- _Exercise description_: Copy the dm-thin pseudocode from "withSharedLock thinId vblock" to "withUpgradedLock :: Lock -> Task () -> Task ()", substituting "converts" for "promotes".

- _Extracted text_:

[dm-devel] dm-thin: Several Questions on dm-thin performance.

Wed Dec 4 12:11:06 UTC 2019

(These notes are for my own benefit as much as anything, I haven't
worked on this for a couple of years and will forget it all completely
if I don't write it down somewhere).

Let's start by writing some pseudocode for what the remap function for
thin provisioning actually does.

	----------------------------------------------------------
	-- Metadata

	newtype ThinId = Int
	data Bio = Bio
	newtype VBlock = Integer	-- virtual block
	newtype DBlock = Integer	-- data block

	data LookupResult =
	    Unprovisioned |
	    Provisioned { lrDBlock :: DataBlock,
	                  lrShared :: Bool
	                }

	metadataLookup :: ThinId -> VBlock -> Task LookupResult
	metadataLookup = undefined

	metadataInsert :: ThinId -> VBlock -> DBlock -> Task ()
	metadataInsert = undefined

	metadataRemove :: ThinId -> VBlock -> Task ()
	metadataRemove = undefined

	-- Blocks all other metadata operations while running
	metadataCommit :: Task ()
	metadataCommit = undefined

	----------------------------------------------------------
	-- Tasks

	-- Many steps of servicing a bio can block.  eg, taking a lock,
	-- reading metadata, updating metadata, zeroing data, copying
	-- data ...
	-- So we completely side step the issue in this pseudocode by
	-- running everything in a magic light weight thread.
	spawn :: Task () -> IO ()
	spawn = undefined

	----------------------------------------------------------
	-- Locking

	-- These 'with' primitives acquire a lock (can block of course), perform
	-- an action, and then automatically release the lock.

	-- Shared lock can be upgraded, so we need to pass the lock into
	-- the action body.
	withSharedLock :: ThinId -> VBlock -> (Lock -> Task ()) -> Task ()
	withSharedLock thinId vblock actionFn = undefined

	withExclusiveLock :: ThinId -> VBlock -> Task () -> Task ()
	withExclusiveLock thinId vblock action = undefined

	-- This promotes a shared lock to exclusive.
	withUpgradedLock :: Lock -> Task () -> Task ()
	withUpgradedLock lock action = undefined

	-- Data locks are always exclusive
	withDataLock :: DBlock -> Task () -> Task ()
	withDataLock dblock action = undefined

	----------------------------------------------------------

	-- Top level remap function.  Kicks off a green thread for each bio.
	-- How we handle a bio depends on whether it's a read, write, discard
	-- or flush bio.  Whether the block is already provisioned, and if so
	-- whether it is shared between snapshots.
	remap :: ThinId -> Bio -> IO ()

Recorded data
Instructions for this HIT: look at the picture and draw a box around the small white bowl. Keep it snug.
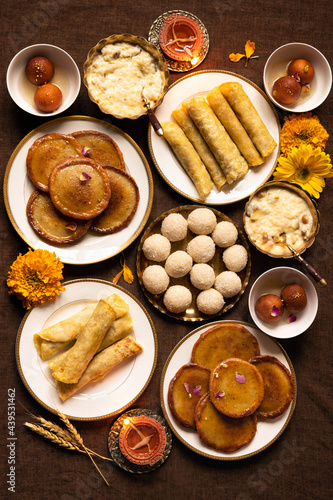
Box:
[7,44,81,117]
[248,267,318,339]
[263,42,332,113]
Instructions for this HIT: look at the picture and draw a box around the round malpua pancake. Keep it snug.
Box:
[27,190,91,244]
[49,158,111,220]
[91,166,140,234]
[209,358,264,418]
[192,323,260,370]
[250,355,295,418]
[72,130,125,170]
[168,363,210,429]
[195,393,257,453]
[26,133,83,192]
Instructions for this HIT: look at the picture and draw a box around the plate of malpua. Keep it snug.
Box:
[148,70,281,205]
[16,279,157,420]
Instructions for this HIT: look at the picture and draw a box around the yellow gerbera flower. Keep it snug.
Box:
[280,113,329,156]
[273,145,333,198]
[7,248,65,309]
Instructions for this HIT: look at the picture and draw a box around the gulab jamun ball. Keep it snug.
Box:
[273,76,302,104]
[280,283,307,314]
[25,56,54,87]
[255,293,284,323]
[288,59,314,85]
[34,83,62,113]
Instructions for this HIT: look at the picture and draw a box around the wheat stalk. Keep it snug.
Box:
[24,410,110,486]
[24,422,85,453]
[29,412,112,462]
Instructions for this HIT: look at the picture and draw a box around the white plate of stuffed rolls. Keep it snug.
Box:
[16,279,157,420]
[148,70,280,205]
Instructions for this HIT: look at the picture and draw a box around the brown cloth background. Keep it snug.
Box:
[0,0,333,500]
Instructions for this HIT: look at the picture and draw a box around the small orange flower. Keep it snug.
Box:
[112,255,134,285]
[7,248,65,309]
[229,40,258,66]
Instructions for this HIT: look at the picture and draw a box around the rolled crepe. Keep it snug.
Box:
[172,107,227,189]
[97,313,133,352]
[57,336,143,401]
[161,121,213,199]
[33,293,129,360]
[219,82,277,158]
[48,299,116,384]
[184,96,248,184]
[206,87,264,167]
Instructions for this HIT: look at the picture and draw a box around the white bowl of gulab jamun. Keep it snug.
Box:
[248,266,318,339]
[263,42,332,113]
[7,44,81,117]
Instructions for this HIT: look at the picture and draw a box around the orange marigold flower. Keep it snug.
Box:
[112,255,134,285]
[229,40,258,66]
[273,144,333,198]
[7,248,65,309]
[280,113,329,157]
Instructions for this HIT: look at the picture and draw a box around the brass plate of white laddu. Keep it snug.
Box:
[4,116,153,264]
[148,70,281,205]
[160,321,296,461]
[16,279,157,420]
[137,205,251,321]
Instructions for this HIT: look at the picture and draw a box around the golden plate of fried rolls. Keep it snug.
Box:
[148,71,280,205]
[17,279,157,419]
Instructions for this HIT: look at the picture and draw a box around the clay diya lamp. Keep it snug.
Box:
[159,14,204,61]
[119,415,166,465]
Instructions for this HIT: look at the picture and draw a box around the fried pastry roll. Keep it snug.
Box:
[207,87,264,167]
[172,107,227,189]
[57,335,143,401]
[219,82,277,158]
[97,313,133,352]
[48,299,116,384]
[184,96,248,184]
[33,293,129,360]
[161,121,213,199]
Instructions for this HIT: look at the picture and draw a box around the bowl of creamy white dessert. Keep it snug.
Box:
[83,34,169,119]
[243,181,319,258]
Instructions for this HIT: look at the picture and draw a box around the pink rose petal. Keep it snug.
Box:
[193,385,201,396]
[288,314,297,323]
[235,372,245,384]
[271,306,280,316]
[80,172,91,182]
[81,146,91,156]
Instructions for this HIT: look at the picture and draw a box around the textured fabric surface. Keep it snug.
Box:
[0,0,333,500]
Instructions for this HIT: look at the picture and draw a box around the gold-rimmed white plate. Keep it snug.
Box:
[4,116,153,264]
[160,321,296,461]
[16,279,157,420]
[137,205,251,321]
[148,70,281,205]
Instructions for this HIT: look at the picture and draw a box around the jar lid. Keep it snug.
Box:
[159,14,204,61]
[119,415,166,465]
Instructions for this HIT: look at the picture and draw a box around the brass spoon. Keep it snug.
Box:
[276,233,327,286]
[141,90,163,137]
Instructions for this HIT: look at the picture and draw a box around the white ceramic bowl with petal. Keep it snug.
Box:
[263,42,332,113]
[248,266,318,339]
[7,44,81,117]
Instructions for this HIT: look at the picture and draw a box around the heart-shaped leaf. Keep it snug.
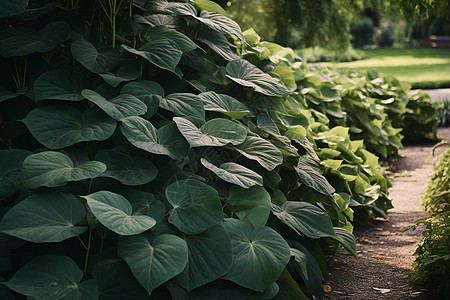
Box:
[272,201,336,239]
[95,150,158,186]
[121,117,189,159]
[233,136,283,171]
[166,179,223,234]
[23,104,116,149]
[81,89,147,120]
[227,186,271,228]
[175,225,233,291]
[227,59,289,97]
[200,158,263,188]
[3,255,83,299]
[22,151,106,189]
[0,149,32,200]
[34,69,89,101]
[83,191,156,235]
[118,234,188,293]
[199,92,250,119]
[71,39,120,74]
[223,219,290,291]
[173,117,247,148]
[144,26,198,52]
[122,40,183,74]
[0,194,87,243]
[0,21,70,57]
[120,80,164,119]
[159,93,205,126]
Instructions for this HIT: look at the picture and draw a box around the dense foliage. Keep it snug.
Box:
[0,0,438,299]
[408,149,450,297]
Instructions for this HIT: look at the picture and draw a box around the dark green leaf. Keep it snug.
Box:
[0,194,87,243]
[118,234,188,293]
[166,179,223,234]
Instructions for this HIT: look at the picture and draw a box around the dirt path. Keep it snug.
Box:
[324,127,450,300]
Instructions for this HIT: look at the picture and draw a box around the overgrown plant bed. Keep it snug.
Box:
[0,0,440,299]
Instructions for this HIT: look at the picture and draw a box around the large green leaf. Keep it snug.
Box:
[122,40,183,73]
[166,179,223,234]
[0,0,28,18]
[227,186,270,228]
[159,93,205,126]
[175,225,233,291]
[144,26,198,52]
[234,136,283,171]
[21,151,106,189]
[227,59,289,97]
[120,80,164,119]
[121,117,189,159]
[83,191,156,235]
[71,39,120,74]
[34,69,89,101]
[173,117,247,148]
[272,201,336,239]
[0,194,87,243]
[23,104,116,149]
[0,149,31,200]
[118,234,188,293]
[199,92,250,119]
[223,219,290,291]
[294,155,334,196]
[3,255,83,299]
[81,89,147,120]
[95,150,158,186]
[200,158,263,188]
[0,21,70,57]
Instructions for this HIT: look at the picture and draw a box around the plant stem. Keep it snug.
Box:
[84,228,92,274]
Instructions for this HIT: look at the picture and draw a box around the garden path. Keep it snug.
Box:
[323,127,450,300]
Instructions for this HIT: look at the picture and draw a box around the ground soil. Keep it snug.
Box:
[323,127,450,300]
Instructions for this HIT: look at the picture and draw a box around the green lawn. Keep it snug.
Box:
[320,48,450,88]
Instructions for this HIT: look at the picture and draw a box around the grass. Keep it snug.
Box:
[320,48,450,89]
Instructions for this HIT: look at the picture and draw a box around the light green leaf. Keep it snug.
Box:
[234,136,283,171]
[0,0,28,18]
[34,69,89,102]
[223,219,290,291]
[83,191,156,235]
[118,234,188,293]
[0,194,87,243]
[272,201,336,239]
[200,158,263,188]
[71,39,120,74]
[144,26,198,52]
[173,117,247,148]
[21,151,106,189]
[0,149,32,200]
[121,117,189,159]
[226,59,289,97]
[199,92,250,119]
[3,255,83,299]
[227,186,271,228]
[166,179,223,234]
[122,40,183,74]
[95,149,158,186]
[0,21,70,57]
[159,93,205,126]
[175,225,233,291]
[23,104,116,149]
[81,89,147,120]
[120,80,164,119]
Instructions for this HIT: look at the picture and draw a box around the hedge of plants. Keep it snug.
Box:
[0,0,440,299]
[408,145,450,297]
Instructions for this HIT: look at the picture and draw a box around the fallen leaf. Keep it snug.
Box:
[322,284,331,293]
[373,288,391,294]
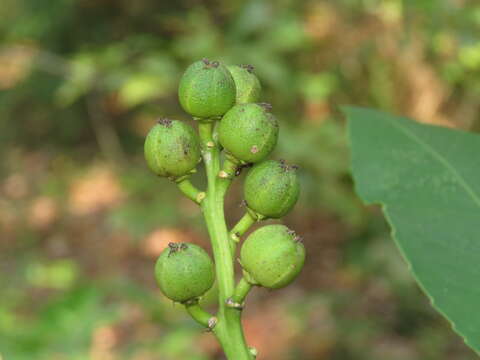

- _Result of this exercise_:
withSharedLock thinId vblock actionFn = undefined

	withExclusiveLock :: ThinId -> VBlock -> Task () -> Task ()
	withExclusiveLock thinId vblock action = undefined

	-- This converts a shared lock to exclusive.
	withUpgradedLock :: Lock -> Task () -> Task ()